Your task is to print every entry below exactly as given.

= Raw records =

···

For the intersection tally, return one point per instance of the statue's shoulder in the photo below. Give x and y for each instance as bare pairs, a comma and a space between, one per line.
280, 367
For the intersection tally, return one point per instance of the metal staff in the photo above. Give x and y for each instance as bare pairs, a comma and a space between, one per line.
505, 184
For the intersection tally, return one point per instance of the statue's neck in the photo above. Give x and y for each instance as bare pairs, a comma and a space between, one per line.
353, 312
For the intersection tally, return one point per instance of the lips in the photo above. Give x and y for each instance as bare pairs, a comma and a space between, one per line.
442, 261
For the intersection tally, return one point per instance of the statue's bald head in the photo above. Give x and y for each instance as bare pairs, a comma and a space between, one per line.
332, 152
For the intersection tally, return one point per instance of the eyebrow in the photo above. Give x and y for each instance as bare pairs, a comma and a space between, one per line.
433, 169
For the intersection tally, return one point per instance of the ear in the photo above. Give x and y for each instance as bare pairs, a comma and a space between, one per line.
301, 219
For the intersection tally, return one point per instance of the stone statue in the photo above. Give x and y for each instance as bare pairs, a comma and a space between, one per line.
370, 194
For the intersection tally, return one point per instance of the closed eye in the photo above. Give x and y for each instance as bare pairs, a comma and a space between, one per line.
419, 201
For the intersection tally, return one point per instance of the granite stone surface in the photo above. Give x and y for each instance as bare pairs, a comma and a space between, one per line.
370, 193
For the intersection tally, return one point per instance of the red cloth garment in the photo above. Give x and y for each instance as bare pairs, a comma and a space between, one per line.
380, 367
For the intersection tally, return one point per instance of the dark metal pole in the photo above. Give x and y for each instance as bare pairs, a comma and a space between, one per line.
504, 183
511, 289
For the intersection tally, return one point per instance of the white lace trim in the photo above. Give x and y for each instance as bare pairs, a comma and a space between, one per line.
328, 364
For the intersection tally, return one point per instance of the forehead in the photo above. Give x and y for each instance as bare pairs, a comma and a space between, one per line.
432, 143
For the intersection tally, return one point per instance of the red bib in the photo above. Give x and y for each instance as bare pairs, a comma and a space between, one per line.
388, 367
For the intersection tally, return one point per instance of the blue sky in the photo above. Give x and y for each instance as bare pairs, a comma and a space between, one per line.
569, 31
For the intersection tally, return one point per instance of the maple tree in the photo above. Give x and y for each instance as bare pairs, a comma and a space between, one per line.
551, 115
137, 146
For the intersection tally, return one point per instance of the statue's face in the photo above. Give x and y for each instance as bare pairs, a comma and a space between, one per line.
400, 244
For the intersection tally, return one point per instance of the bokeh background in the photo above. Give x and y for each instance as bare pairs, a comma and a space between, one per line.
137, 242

···

= Expected answer =
For the intersection tally, return one point per instance of the statue's shoulder in the photo below. Give x and y for each instance as bare pairs, a comma and a space between, one per line.
280, 367
For the intersection tally, return one point per instance of the metal staff in the photo above. Give x and y for each instance as bare pairs, a comma and a space between, one per line.
505, 184
For the intersection tally, return one point per instance of the statue's neck in the photo above. Give x and y for each instance as bare pairs, a comma and a space between, one per line.
353, 312
For the intersection tally, return one point per instance of the lips in the photo above. Give x and y for each instance as bare pairs, a comma and a space between, one per line.
442, 261
For the intersection tally, return one point per instance of the statue's bald head in the photo above. Give x and y for each instance as bare pairs, a comma and a space between, one per line.
332, 152
For the intersection tally, return one point per instance of the eyebrow in the photo above. Give x and y for each instance as bare pairs, a comma and a space between, one per line.
433, 169
For the intersection tally, return one point per instance of the ear in the photo above. Give x and y for each instance as bare pairs, a comma and a space between, one per line.
301, 219
For the intersection tally, return one point per instance of the stone statue in the photo above. Give x and y for each instance as bare pairs, a comma and a space between, one per line.
370, 194
For the intersection tally, return one point per instance of the closed eye in the photo above. Give x and y for each instance as bare pairs, a comma and a space between, one per line.
419, 201
For the intersection tally, return one point per instance of the granite stone surface in the photo above. Give x and y for each instance as bare pairs, a comma and a space between, one per line.
370, 193
For the intersection tally, return one point per instance of the red cloth garment in the photo above. Give x and y for each instance as bare pairs, a comma and a space between, one per line.
380, 367
For the intersection tally, return one point per instance of the dark metal pole in the photo above. Give x and y for each instance as bare pairs, a comma and a space between, one per line.
504, 183
511, 289
For the intersection tally, return one point per instance of the white lace trim in the photo above. Give x and y for each instance as bare pairs, a comma and a space between, one per line.
328, 364
For the intersection tally, return one point per instance of the forehead in the photo above. Give x and y for each instance as bare pairs, a comma and a space between, one per line.
432, 143
For the intersection tally, return one point per instance of the red bib in the photo above. Give x and y for each instance as bare pairs, a comma and a space between, one per line.
388, 367
For the intersection tally, return one point per instance of the blue sky in the photo above. Give x and y for each instance as bare pairs, a comma and a space between, one per line.
569, 31
For the intersection tally, return one point per instance of the maple tree in the photo above. Give x and y for each instance as bare pairs, a comma and a space between, one per line.
551, 115
137, 146
For the intersection tally, return one point per instance of the statue's face in the photo above. Give x and y for each instance as bare pairs, a comma and a space between, one per line.
400, 244
For the intersection tally, return one point per instance of the bokeh background in the photo above. Give x and y for each instance as bare pairs, a comma and a space between, one per line.
137, 242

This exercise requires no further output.